__PROBLEM TO SOLVE__. The copy you return must match the listing word for word and carry no pictures.

+--

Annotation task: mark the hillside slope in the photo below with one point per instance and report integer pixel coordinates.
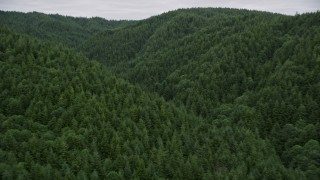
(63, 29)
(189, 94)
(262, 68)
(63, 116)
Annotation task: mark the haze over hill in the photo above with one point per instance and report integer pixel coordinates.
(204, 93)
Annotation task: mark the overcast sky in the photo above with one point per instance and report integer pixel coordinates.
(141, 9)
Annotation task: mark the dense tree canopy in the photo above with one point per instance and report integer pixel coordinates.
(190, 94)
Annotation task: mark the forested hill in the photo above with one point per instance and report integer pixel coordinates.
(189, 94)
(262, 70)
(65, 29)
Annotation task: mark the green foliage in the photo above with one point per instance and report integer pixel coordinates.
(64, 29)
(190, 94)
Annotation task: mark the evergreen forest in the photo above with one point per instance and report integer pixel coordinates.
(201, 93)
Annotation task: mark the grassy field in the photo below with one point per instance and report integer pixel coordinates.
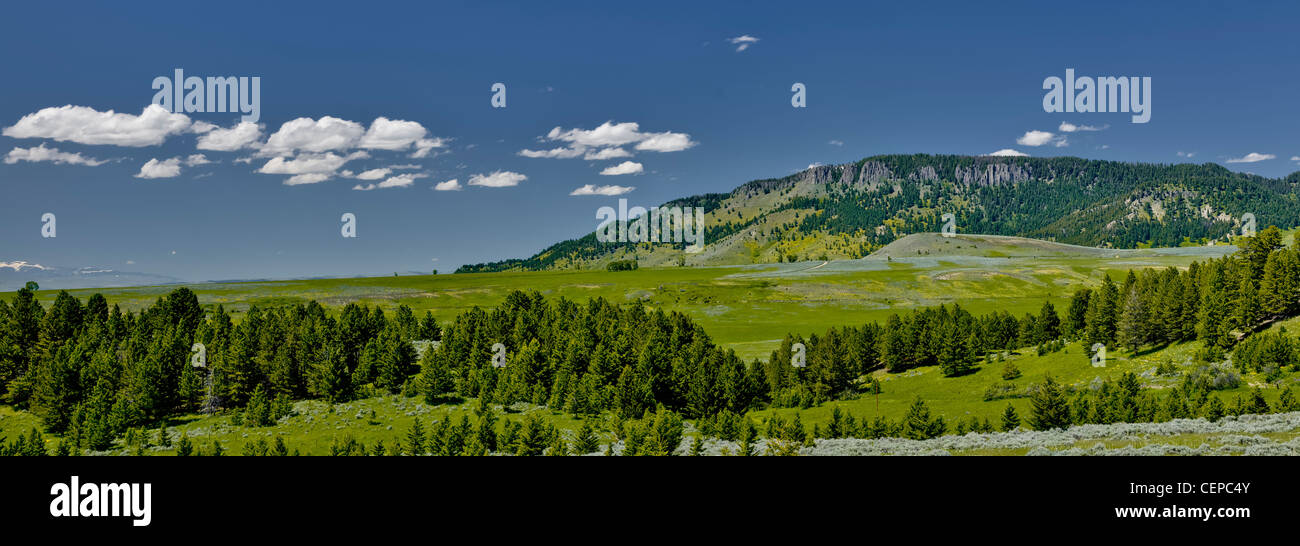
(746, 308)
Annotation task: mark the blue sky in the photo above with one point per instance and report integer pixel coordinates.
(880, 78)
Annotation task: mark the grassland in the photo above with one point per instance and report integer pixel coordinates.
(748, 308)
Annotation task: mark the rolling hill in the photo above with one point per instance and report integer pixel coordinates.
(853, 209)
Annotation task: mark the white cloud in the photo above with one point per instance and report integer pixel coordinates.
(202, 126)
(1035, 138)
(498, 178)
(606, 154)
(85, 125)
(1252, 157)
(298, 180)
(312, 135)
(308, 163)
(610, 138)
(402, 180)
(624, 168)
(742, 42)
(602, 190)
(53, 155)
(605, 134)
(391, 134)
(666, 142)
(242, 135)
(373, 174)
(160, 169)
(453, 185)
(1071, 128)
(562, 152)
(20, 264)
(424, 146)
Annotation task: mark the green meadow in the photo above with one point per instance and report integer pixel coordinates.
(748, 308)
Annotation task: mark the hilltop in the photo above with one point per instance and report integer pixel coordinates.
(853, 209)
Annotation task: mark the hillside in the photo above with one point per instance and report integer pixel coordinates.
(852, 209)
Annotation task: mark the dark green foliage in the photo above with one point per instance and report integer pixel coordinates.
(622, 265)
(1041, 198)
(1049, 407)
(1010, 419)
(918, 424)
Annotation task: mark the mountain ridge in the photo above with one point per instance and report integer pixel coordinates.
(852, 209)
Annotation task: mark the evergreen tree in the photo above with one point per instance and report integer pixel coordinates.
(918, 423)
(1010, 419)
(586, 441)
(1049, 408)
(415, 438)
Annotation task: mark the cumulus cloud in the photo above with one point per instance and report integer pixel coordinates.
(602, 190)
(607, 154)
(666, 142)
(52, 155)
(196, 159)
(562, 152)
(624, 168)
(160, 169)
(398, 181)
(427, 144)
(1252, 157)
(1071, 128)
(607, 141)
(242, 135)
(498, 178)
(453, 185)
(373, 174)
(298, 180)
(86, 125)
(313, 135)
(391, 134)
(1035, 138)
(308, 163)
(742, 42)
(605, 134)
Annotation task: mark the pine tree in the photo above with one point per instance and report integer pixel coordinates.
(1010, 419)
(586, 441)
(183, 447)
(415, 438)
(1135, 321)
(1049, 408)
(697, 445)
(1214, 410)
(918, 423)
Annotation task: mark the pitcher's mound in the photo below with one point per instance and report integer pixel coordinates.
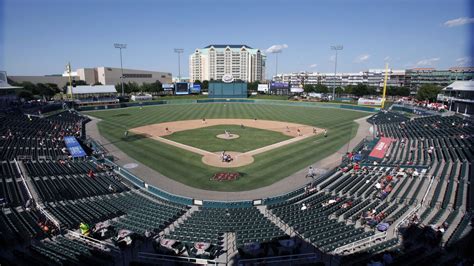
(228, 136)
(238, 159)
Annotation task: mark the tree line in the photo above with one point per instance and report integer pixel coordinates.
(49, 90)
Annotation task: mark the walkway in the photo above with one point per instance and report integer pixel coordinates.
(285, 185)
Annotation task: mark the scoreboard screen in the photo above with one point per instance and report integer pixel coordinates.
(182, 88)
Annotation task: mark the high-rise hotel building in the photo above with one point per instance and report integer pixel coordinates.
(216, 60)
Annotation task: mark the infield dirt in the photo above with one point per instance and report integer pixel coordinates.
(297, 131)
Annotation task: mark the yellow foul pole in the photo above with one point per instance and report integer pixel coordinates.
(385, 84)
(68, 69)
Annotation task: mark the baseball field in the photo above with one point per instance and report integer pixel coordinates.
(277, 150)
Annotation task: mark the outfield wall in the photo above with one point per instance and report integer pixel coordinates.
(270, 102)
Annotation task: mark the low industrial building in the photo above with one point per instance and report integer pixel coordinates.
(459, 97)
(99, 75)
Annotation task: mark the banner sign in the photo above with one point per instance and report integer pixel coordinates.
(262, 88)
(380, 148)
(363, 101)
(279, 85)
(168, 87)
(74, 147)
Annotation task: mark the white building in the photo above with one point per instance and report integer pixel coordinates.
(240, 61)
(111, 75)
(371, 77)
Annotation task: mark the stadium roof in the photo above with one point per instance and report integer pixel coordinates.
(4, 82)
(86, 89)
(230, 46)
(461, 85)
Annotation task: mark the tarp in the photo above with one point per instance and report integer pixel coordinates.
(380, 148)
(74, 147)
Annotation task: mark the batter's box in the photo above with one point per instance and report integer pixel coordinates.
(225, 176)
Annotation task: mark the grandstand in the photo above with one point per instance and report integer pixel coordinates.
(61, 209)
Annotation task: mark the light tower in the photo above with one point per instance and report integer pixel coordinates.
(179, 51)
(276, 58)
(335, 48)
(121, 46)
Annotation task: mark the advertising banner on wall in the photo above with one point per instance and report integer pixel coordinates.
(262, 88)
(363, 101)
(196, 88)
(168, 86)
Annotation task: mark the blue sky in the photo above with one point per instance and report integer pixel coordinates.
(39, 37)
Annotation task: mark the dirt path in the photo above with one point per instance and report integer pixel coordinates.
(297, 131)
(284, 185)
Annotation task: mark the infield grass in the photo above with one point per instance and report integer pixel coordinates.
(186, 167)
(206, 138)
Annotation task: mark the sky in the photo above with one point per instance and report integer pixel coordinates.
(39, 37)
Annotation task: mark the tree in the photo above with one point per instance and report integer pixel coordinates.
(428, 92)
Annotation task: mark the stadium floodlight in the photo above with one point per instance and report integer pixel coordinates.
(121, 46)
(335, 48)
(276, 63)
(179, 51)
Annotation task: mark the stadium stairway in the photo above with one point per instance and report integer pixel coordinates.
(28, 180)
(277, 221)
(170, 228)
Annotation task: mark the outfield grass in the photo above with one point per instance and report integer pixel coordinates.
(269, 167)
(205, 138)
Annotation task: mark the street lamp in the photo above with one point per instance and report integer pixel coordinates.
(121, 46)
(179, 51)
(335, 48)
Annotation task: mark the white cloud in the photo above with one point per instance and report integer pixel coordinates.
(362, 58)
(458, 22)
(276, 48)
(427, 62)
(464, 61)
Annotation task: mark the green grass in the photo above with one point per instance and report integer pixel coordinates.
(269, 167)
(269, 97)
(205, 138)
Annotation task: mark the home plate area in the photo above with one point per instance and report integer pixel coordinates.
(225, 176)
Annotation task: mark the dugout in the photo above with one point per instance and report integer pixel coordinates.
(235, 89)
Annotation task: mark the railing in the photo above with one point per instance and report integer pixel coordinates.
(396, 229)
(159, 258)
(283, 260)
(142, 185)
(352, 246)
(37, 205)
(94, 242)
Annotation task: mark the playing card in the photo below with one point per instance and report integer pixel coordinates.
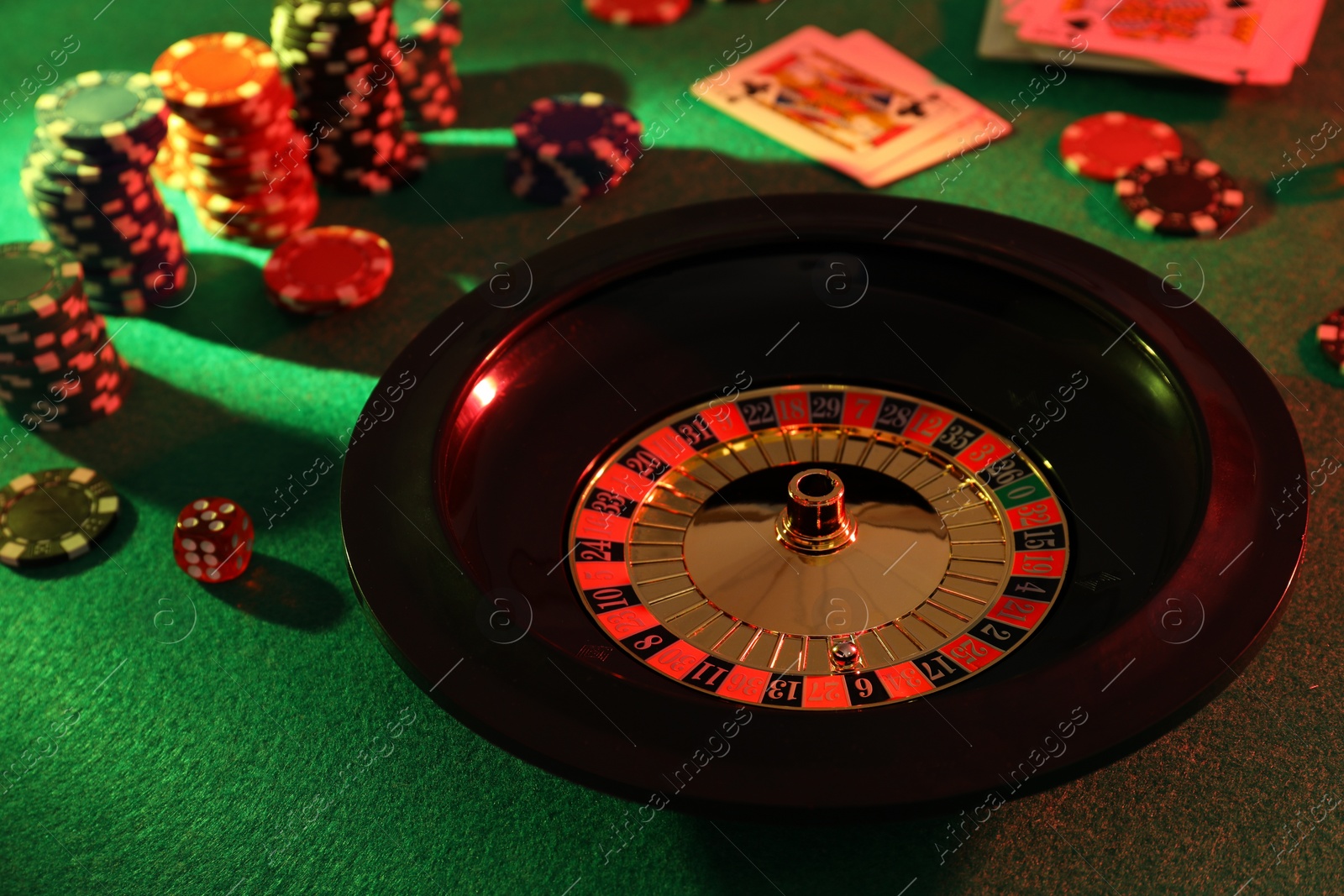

+--

__TASK OUTPUT__.
Annotation task: mark the hillside slope in the photo below with one point per instance and report integer pixel coordinates.
(63, 29)
(189, 94)
(262, 68)
(63, 116)
Annotation task: mark the haze over hill in the photo above with one point per instance and report integer pixel coordinates.
(204, 93)
Annotation task: mark the overcast sky in the photo above with one point per instance and report integer pixel coordinates.
(141, 9)
Annotation task: mark the dense tree canopy in the photo above with one point per instance and report integer pixel coordinates.
(190, 94)
Annotation task: mark the forested hill in the photo above with one point per instance and report integer pixel coordinates.
(189, 94)
(262, 70)
(65, 29)
Annotation task: mark the green foliage in the photo above with one point per instance and report integer pixel coordinates.
(64, 29)
(190, 94)
Annotation task: mark the evergreen forest in the photo above with one point per instance and report integer pixel coordinates.
(201, 93)
Annotation task: mark the grassy field in the photo below with one point per instance and report integer pixel coordinates.
(746, 308)
Annotation task: mark the blue sky in the photo above with one point per instance and report integer pixel coordinates.
(880, 78)
Annotation task: mark the grassland in the photo above with one point per instance and report integer pixel coordinates.
(748, 308)
Annotation task: mark the rolling hill in the photo above with one point per instance and report integer pixel coordinates.
(853, 209)
Annotation task: mark the white cloud in the photo above with one point per instance and report integer pixel coordinates.
(202, 126)
(1035, 138)
(498, 178)
(606, 154)
(85, 125)
(1252, 157)
(298, 180)
(312, 135)
(308, 163)
(610, 138)
(402, 180)
(624, 168)
(742, 42)
(602, 190)
(53, 155)
(605, 134)
(391, 134)
(666, 142)
(242, 135)
(373, 174)
(160, 169)
(453, 185)
(1071, 128)
(562, 152)
(20, 264)
(424, 146)
Annotation task: mark the green meadow in the photo above with one point per instance and report integer pixel coordinates.
(748, 308)
Annotation task: mark the hilltop in the photo above with one point per instance and report integer pixel coordinates.
(853, 209)
Annotation task: mark the hillside in the photo above with one point per instance and report integer pixel coordinates.
(852, 209)
Annotation task: mark the dark green foliage in the photo above with one point per instance and report integer pixel coordinates.
(622, 265)
(1041, 198)
(1049, 407)
(1010, 419)
(918, 424)
Annotation task: mark the mountain ridge in the photo above with one point per instance and report integer pixel coordinates.
(852, 209)
Annotation task: mark the evergreen tree in the photo above with one point per instance and report integer pixel coordinates.
(918, 423)
(1010, 419)
(586, 441)
(1049, 408)
(415, 438)
Annotation task: mark the cumulus cloud in the photo above with one point per instance and report integer pixel coordinates.
(602, 190)
(607, 154)
(666, 142)
(52, 155)
(196, 159)
(562, 152)
(624, 168)
(160, 169)
(398, 181)
(427, 144)
(1252, 157)
(1071, 128)
(607, 141)
(242, 135)
(498, 178)
(453, 185)
(373, 174)
(298, 180)
(86, 125)
(313, 135)
(391, 134)
(1035, 138)
(308, 163)
(742, 42)
(605, 134)
Annotation task: mark the pine tree in the photo above with one point per instance and report integer pixel coordinates.
(1010, 419)
(586, 441)
(183, 447)
(415, 438)
(1135, 321)
(1049, 408)
(697, 445)
(1214, 410)
(918, 423)
Annotation task: mark the pitcher's mound in the photo below with one point per instance and report integer pixel coordinates.
(228, 136)
(238, 159)
Annotation task: mark the tree line in the photo above with one point per instance and report integer pixel coordinates.
(49, 90)
Annotation task: mark the walkway in the photo above with one point per instance and report integer pixel coordinates.
(285, 185)
Annotation task: mark the scoreboard screen in the photo above with one point per instance and report integer pixel coordinates.
(182, 88)
Annotation task: mark the high-rise hotel building in the photo above with one point per instance and report integer pixel coordinates.
(216, 60)
Annotation task: mark the infield dirt in the photo above with one point per instance and report integer pixel coordinates.
(297, 131)
Annotation task: mark the yellow foul pole in the photo above with one point per instance and report integer pixel coordinates.
(385, 84)
(68, 69)
Annotation task: mark the baseball field in the photo above with one point per instance and report integer pixel coordinates.
(277, 150)
Annotation task: mark the outfield wall in the photo above with one point per instance and report integer pixel coordinates.
(270, 102)
Annotation task: mark the low industrial building in the photo above with one point per instance and report integer pixel coordinates.
(459, 97)
(99, 75)
Annotation task: mark the banner sign in the photo above with one point per instance and report integer pixel coordinates.
(262, 88)
(380, 148)
(363, 101)
(279, 85)
(168, 87)
(74, 147)
Annotation task: mark the white building in the photo above with one point per instance and report integer pixel coordinates.
(240, 61)
(111, 75)
(371, 77)
Annotation task: mark the stadium roof in the photo above with one point per instance and report integer pixel coordinates.
(4, 82)
(86, 89)
(230, 46)
(461, 85)
Annotation task: mark the tarp in the photo above with one point per instance and report integer pixel coordinates.
(380, 148)
(74, 147)
Annotation task: mark the batter's box in the photo above with one point per instance and report integer pixel coordinates.
(225, 176)
Annotation task: mark the grandstand in the photo above with one point per instance and report integer pixel coordinates.
(61, 209)
Annotation task: mark the light tower in the photo above with one point per instance and report integer pixel coordinates.
(179, 51)
(276, 58)
(335, 48)
(121, 46)
Annotation task: mark the advertising banner on wall in the photo above with one point per instance and report integer pixel coordinates.
(262, 88)
(363, 101)
(196, 88)
(168, 86)
Annotation task: mark the blue sky in the photo above with one point per instance and report integer pixel coordinates.
(39, 37)
Annotation task: mark the dirt path in the photo above with one point per instance and report integer pixel coordinates.
(297, 131)
(284, 185)
Annotation task: mark the infield grass in the photo above with one point per instance and report integer pixel coordinates.
(186, 167)
(206, 138)
Annotation task: mark the sky in the photo above with one point per instance and report integer pixel coordinates.
(39, 37)
Annotation task: mark the tree in the photo above with one point per instance and report integer pixel coordinates.
(428, 92)
Annotation task: mark the stadium floodlight in the photo above with one point per instance and report integer pixel coordinates.
(121, 46)
(335, 48)
(276, 63)
(179, 51)
Annotation task: mark the stadium stairway in the photo above with one point per instance and report integer pixel coordinates.
(28, 180)
(277, 221)
(170, 228)
Annotation task: mark the outfield grass in the photo above with one point per instance and report integer pixel coordinates.
(269, 167)
(205, 138)
Annotation task: mark the street lamp in the photo above with one point per instance and report integer pixel coordinates.
(121, 46)
(179, 51)
(335, 48)
Annotation task: mark the white cloud in the photo above with one point per instance and report integer pixel coordinates.
(362, 58)
(458, 22)
(276, 48)
(427, 62)
(464, 61)
Annotation task: mark the green grass in the photo above with one point per instance and report integer pixel coordinates.
(269, 167)
(269, 97)
(205, 138)
Annotation task: mark the home plate area in the photo above with one point per instance and report integer pixel coordinates.
(225, 176)
Annotation task: mark the dugout in the photo above with one point per instance and report integer pixel coordinates.
(235, 89)
Annotation task: mark the railing in the photo above with one point per instance and report integer pixel coordinates.
(396, 229)
(159, 258)
(283, 260)
(142, 185)
(352, 246)
(37, 205)
(94, 242)
Annotation task: mark the playing card in the photo below with one point per instance and report integer pixel coordinates.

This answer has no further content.